_Exercise objective_.
Reproduce the records below word for word.
----- Dataset records
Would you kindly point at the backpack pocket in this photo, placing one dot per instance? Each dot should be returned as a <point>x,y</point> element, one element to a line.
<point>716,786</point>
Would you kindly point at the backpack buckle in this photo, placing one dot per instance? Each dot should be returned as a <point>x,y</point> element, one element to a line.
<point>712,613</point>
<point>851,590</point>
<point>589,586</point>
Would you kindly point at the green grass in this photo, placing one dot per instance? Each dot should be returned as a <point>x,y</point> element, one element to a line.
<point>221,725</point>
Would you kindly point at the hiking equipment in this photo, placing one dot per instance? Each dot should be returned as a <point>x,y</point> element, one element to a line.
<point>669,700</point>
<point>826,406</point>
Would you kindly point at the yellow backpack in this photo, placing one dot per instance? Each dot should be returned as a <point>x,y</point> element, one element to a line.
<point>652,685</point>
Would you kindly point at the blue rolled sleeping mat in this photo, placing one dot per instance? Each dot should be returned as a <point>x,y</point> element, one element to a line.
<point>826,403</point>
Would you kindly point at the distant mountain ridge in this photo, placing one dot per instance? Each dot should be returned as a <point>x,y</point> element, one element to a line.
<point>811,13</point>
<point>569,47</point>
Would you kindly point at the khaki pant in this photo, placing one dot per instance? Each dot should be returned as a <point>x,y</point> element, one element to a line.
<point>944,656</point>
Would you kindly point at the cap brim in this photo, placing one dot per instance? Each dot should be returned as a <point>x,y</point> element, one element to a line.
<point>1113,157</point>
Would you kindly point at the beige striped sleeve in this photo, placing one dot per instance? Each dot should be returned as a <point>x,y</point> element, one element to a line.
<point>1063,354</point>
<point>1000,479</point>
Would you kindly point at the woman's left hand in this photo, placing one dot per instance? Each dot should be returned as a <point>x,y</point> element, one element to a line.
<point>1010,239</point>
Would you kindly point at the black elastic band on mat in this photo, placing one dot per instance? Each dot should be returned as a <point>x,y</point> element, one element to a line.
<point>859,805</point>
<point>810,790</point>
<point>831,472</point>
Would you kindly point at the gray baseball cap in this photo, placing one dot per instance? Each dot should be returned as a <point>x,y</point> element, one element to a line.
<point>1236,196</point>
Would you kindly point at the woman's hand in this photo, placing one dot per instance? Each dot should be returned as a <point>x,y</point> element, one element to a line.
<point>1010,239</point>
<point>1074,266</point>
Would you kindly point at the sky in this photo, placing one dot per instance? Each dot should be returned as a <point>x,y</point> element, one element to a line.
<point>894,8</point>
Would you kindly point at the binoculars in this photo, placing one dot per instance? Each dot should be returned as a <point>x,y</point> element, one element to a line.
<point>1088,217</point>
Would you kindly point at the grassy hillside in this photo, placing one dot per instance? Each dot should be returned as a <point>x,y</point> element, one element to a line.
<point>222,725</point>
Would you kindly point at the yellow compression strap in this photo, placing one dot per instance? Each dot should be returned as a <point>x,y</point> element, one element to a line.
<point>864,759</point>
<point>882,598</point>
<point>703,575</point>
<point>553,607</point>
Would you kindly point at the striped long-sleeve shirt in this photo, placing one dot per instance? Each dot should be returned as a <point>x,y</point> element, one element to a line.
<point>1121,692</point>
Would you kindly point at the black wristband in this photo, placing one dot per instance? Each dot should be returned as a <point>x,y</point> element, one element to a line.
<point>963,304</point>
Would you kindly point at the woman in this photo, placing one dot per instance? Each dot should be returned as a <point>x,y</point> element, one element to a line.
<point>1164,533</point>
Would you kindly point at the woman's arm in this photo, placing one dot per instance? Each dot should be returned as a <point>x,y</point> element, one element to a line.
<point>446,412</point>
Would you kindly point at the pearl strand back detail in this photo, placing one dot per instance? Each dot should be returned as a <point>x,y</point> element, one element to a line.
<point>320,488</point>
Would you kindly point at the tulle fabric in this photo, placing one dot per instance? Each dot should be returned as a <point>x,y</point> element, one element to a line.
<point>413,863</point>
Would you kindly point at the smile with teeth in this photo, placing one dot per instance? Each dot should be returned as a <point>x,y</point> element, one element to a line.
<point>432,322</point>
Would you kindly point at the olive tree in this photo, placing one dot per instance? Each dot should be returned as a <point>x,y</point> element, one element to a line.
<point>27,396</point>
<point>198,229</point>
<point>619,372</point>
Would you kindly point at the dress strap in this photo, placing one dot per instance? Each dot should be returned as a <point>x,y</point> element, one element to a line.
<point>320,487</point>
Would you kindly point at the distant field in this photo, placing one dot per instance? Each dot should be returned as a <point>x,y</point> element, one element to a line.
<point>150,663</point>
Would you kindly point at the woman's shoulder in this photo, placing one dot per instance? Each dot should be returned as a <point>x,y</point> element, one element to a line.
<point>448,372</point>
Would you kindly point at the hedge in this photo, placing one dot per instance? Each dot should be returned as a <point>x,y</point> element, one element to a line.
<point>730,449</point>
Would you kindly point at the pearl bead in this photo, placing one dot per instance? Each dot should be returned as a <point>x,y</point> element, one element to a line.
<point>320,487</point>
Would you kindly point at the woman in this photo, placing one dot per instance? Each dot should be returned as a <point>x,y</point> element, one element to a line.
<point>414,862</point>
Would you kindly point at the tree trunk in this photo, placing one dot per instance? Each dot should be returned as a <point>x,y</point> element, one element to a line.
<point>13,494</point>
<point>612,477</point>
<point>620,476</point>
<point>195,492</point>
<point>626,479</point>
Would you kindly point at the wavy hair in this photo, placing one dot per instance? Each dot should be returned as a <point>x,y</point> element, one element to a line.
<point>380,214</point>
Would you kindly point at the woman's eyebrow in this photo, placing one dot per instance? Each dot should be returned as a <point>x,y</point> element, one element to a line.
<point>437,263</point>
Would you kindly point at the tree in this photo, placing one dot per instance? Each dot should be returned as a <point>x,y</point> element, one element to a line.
----------
_Response_.
Would you kindly point at the backpack pocket in this photo, placing one dot per instance? Each dot should be returned as a <point>x,y</point> element, one element to a line.
<point>716,786</point>
Would you kindly point at the backpack buckle in this photo, placing one dot per instance? Each dot should be returned as a <point>x,y</point> element, one element to a line.
<point>712,613</point>
<point>851,590</point>
<point>589,586</point>
Would you kindly point at the green grass in this photo, placing one dot per instance? Each dot should be returned as a <point>x,y</point> element, one element to a line.
<point>221,725</point>
Would you kindly point at the hiking equipment in this photo, placing one dot per instance? Each dot should be returned as a <point>x,y</point> element, one element to a line.
<point>669,700</point>
<point>826,406</point>
Would you kindly point at the yellow backpack in this photo, placing one dot per instance? Each dot should be returned as a <point>x,y</point> element, one element to a line.
<point>652,685</point>
Would you kindly point at the blue rolled sleeping mat in this photo, placing one dot per instance? Each dot should be returned as a <point>x,y</point> element, one element to a line.
<point>826,403</point>
Would you kindly point at the distant mountain ridge in this photo, placing one dot per instance? Each dot should be returned as a <point>x,y</point> element, one element to a line.
<point>811,13</point>
<point>569,47</point>
Would you kindly point at the khaki pant in this photo, placing one dot per instance? Each dot should be returned as a <point>x,y</point> element, one element to a line.
<point>944,656</point>
Would you kindly point at the cap brim in this photo, placing one dot per instance? Each dot should be returned as a <point>x,y</point> element, one element to a line.
<point>1113,157</point>
Would you kindly point at the beige striped sleeve in this photo, placing one dot per instance? Each dot should be returned as a <point>x,y</point> element, one element to a line.
<point>1063,354</point>
<point>1000,479</point>
Would you kindly point at the woman's left hand in this photo, placing one dot per instance? Each dot should be returned as a <point>x,y</point> element, one element to a line.
<point>1010,239</point>
Would you kindly point at the black elastic band on mat in this photo, placing one dot per instance? Each dot should be returned as a <point>x,y</point> element, one element to a line.
<point>859,805</point>
<point>810,790</point>
<point>831,472</point>
Would you kindly point at the gray baseball cap in this photo, placing one dot per instance? Each dot should be returned as a <point>x,y</point> element, one element to a line.
<point>1236,196</point>
Would you kindly point at the woman's hand in this photo, placing one dot per instance? Each dot should be returned as a <point>x,y</point> element, one element to a line.
<point>1010,239</point>
<point>1074,266</point>
Would you kindly point at the sky in this photo, placing one dot per instance? Each dot should be returned as a <point>x,y</point> element, one element to a line.
<point>894,8</point>
Would you kindly point at the binoculars in this photo, placing one dot per instance? Each dot should be returned as a <point>x,y</point> element, one element to a line.
<point>1088,217</point>
Would you kindly point at the grassy hillside in this photo, placing one dot per instance? Each dot should be returned as a <point>x,y</point> element, one element to a line.
<point>222,725</point>
Would you kindly point at the yellow compression strap in this photo, placing one dot per instance? Each dot should be returned as a <point>x,y</point> element, one element to a line.
<point>864,759</point>
<point>882,598</point>
<point>703,575</point>
<point>553,607</point>
Would you kindly point at the striped long-sleeve shirt in this photo, placing one dot per instance? Each dot should be returned as a <point>x,y</point> element, one element to a line.
<point>1121,692</point>
Would you kindly point at the black wristband in this photo, placing one dot per instance? Each dot should be returned as a <point>x,y</point> element, one element to a line.
<point>963,304</point>
Would you kindly point at the woman in this photo, placing one dot per instance? Each dot should be returned as a <point>x,y</point> element, one element to a line.
<point>1164,533</point>
Would you kindly point at the woman's arm in this photo, placing one dot per instance? Each dot should be returned as a <point>x,y</point> element, one element to a line.
<point>446,412</point>
Would you kindly point at the pearl strand back detail in this photo, placing one dot per instance? Each dot should be returned as a <point>x,y</point> element, one element to a line.
<point>320,488</point>
Would you kindly point at the tulle fabric in this photo, placing one dot per instance? Each dot should be returned as a <point>x,y</point> element, one element to a line.
<point>413,863</point>
Would you kindly point at the smile with teeth in this photo, placing one dot per instance? Each dot should be returned as a <point>x,y</point> element, one element to a line.
<point>432,322</point>
Would you kindly point at the olive tree in this photo, placing one dot per instance? Each dot should be returned as a <point>x,y</point> element, one element to a line.
<point>27,396</point>
<point>198,229</point>
<point>619,372</point>
Would you kindly point at the dress strap in this photo, placing one dot per instance? Each dot should be returned as a <point>x,y</point> element, one element to a line.
<point>320,487</point>
Would you kindly point at the distant field in this photo, placing one dot per instance? Each dot should be returned as a <point>x,y</point> element, one element to a line.
<point>150,663</point>
Would you kindly point at the woman's shoulder in this photo, placing one dot per instance? Each dot should be returned as a <point>x,y</point> element, one element to a line.
<point>448,372</point>
Would you kindly point at the hedge in this photo, placing one dot per instance? Each dot should be returned as a <point>x,y</point> element, one element to a line.
<point>730,449</point>
Would you kindly point at the pearl bead in this photo, placing one dot per instance? Each dot should be returned as a <point>x,y</point> element, one element to a line.
<point>320,487</point>
Would you kindly point at the woman in this photo, placing one dot per instance? Each dot should be returned as a <point>x,y</point> element, one element to a line.
<point>414,862</point>
Would you kindly point at the tree trunk in this photo, placing one dot per instance? Each dot should be returned as a <point>x,y</point> element, one element to a line.
<point>13,494</point>
<point>612,477</point>
<point>620,476</point>
<point>195,492</point>
<point>626,479</point>
Would you kindly point at the wavy hair in this photo, placing one dot per instance? Each dot should be returned as a <point>x,y</point> element, one element to a line.
<point>380,214</point>
Would you kindly point at the woman's eyebrow in this photo, placing one dot per instance? Each dot should be returned as a <point>x,y</point> element, one element to a line.
<point>437,263</point>
Would you kindly point at the tree in this photo, placing one dot per instance? Each dot should be returned as a <point>x,y</point> element, one element to a line.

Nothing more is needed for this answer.